Last Updated Sep 29, 2010 5:52 PM EDT
The streaming-only option is appealing to both national and international subscribers. Netflix can only mail within America, so Canadian subscribers are still paying $8.99/month Canadian for only streamed movies, equal to the same plan Americans get for unlimited streaming and one DVD movie rental at a time.
A lower, streaming-only plan for America would appeal to U.S. customers, particularly if Netflix is able to negotiate effectively with the Canadian Post and offer a one-movie-at-a-time deal for the Great White North at the same time. Netflix, of course, would gain less money per subscriber, but the cheaper price and sensible streaming option would gain more subscribers overall. It just launched Netflix Canada last week, and streaming should be solidly in place in current markets before it considers expanding.
A purely online movie option could also save money. According to National Public Radio's rare inside look at the company, it costs Netflix $.78 to round-trip a movie from its offices to a customer and back -- and postage prices have gone up since the NPR piece. It ships several million movies per week. Leaning more on streaming would increase server costs, but save money when it comes to labor and shipping. Dipping DVD and even Blu-Ray sales show that Netflix is still focused on a dying format. Last week Blockbuster filed for bankruptcy and Best Buy announced it was drastically shrinking its CD and DVD floor space. Both companies show that Netflix must adapt as quickly as possible.

#### [AIM]
Please continue the piece above on a streaming-only Netflix plan, beginning right after its last sentence.

#### [RECORDED INFORMATION]
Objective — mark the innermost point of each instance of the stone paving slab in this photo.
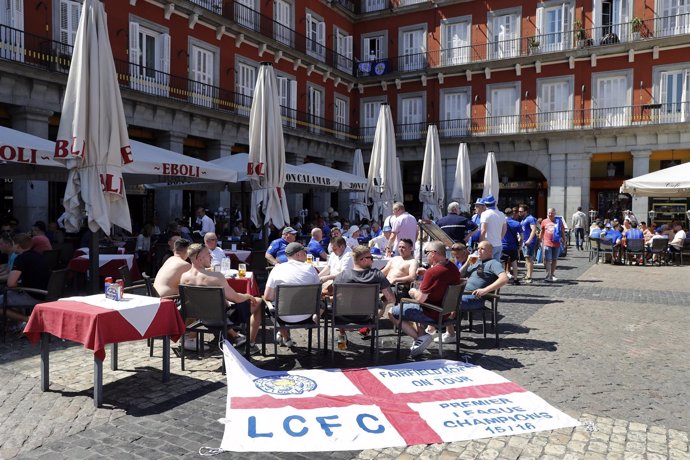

#### [OUTPUT]
A streaming-focused membership also would allow Netflix to take advantage of its lead against competitors, including Hulu. Backed by old broadcast media, Hulu just added the popular Roku and TiVo players to its digital venues. However, Hulu is still only in America -- and has its hands full. as BNet Media Creature contributor Catherine P. Taylor notes, dealing with internal bickering between Hulu owners ABC, Fox and NBC.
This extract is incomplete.